## Begin PROVIDED PASSAGE
# Is a heavier lens more steady?



## dirtcastle (Feb 18, 2012)

Some people say a heavier lens makes it more steady in their hands.

For me, it always feels like extra weight increases camera shake.

Or maybe it's just that longer/heavier lenses have a longer focal length that makes the shaking more noticeable?

Any thoughts?


----------



## dr croubie (Feb 18, 2012)

What I've heard more talked about is balance.

Ie, a 1Ds with a 50/1.8 attached feels too unbalanced, as does a 1100D with a 70-200/2.8L.
For the first, there's nowhere to put your left hand, you can't rest the lens on it, best you can do is hold the left side of the camera body.
For the second, I've heard a lot of reviews saying "adding a grip will make a long lens more balanced with a lighter body, and reduce hand/arm strain". The theory is that a heavy lens will produce more torque around your wrist, if you add a grip you're adding more downwards force, but it ends up as less torque rotating the lens around the axis point in your hand.
## End PROVIDED PASSAGE
## Begin SUPPLIED DATA
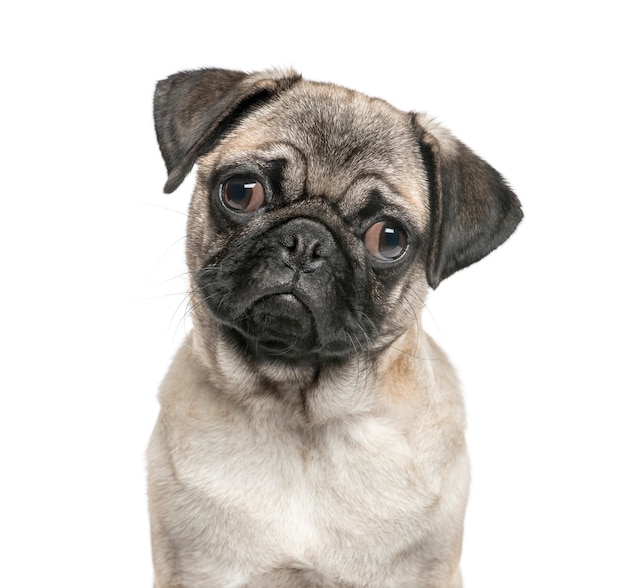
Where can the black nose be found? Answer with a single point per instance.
(306, 244)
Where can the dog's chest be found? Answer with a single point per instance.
(312, 497)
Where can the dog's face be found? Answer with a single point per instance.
(320, 216)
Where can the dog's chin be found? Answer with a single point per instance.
(281, 328)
## End SUPPLIED DATA
* _YOUR TASKS_:
1) Copy the lens-weight thread between "For the first, there's" and "in your hand.", inclusive, swapping "grip" for "battery grip".
2) According to the lens-weight thread, why would adding a grip reduce hand and arm strain when a long lens is on a lighter body?
Rely solely on the lens-weight thread for what comes next.

* _THE ANSWERS_:
1)
For the first, there's nowhere to put your left hand, you can't rest the lens on it, best you can do is hold the left side of the camera body.
For the second, I've heard a lot of reviews saying "adding a battery grip will make a long lens more balanced with a lighter body, and reduce hand/arm strain". The theory is that a heavy lens will produce more torque around your wrist, if you add a battery grip you're adding more downwards force, but it ends up as less torque rotating the lens around the axis point in your hand.

2) A heavy lens produces more torque around the wrist. A grip adds more downward force, but the result is less torque rotating the lens around the axis point in the hand.